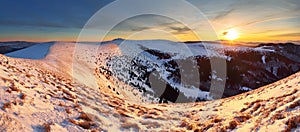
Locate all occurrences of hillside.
[0,43,300,131]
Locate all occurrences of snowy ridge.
[0,44,300,131]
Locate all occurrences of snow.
[5,42,54,59]
[0,41,300,131]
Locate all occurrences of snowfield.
[0,43,300,132]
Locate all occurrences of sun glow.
[223,29,239,40]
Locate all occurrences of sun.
[223,29,239,40]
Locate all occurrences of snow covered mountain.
[97,39,300,102]
[0,40,300,131]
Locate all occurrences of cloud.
[270,32,300,38]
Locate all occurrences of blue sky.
[0,0,300,41]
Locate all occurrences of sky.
[0,0,300,42]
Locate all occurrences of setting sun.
[223,29,239,40]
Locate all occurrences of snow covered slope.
[0,43,300,131]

--------------------

- _Written task_:
Print every item above word for word, leaving out the pictures.

- _Exercise output_:
Locate all occurrences of hillside.
[0,43,300,131]
Locate all occurrences of snowy ridge.
[0,44,300,131]
Locate all occurrences of snow.
[5,42,54,59]
[0,41,300,131]
Locate all occurrences of snowfield.
[0,43,300,132]
Locate all occurrences of sun glow.
[223,29,239,40]
Locate all occurrences of sun.
[223,29,239,40]
Locate all occurrences of snow covered mountain.
[97,39,300,102]
[0,40,300,131]
Locate all occurrences of cloud.
[270,32,300,38]
Locate all occurrences of blue sky.
[0,0,300,41]
Locate all occurrences of sky.
[0,0,300,42]
Locate all occurrences of setting sun.
[223,29,239,40]
Locate all occurrences of snow covered slope.
[0,43,300,131]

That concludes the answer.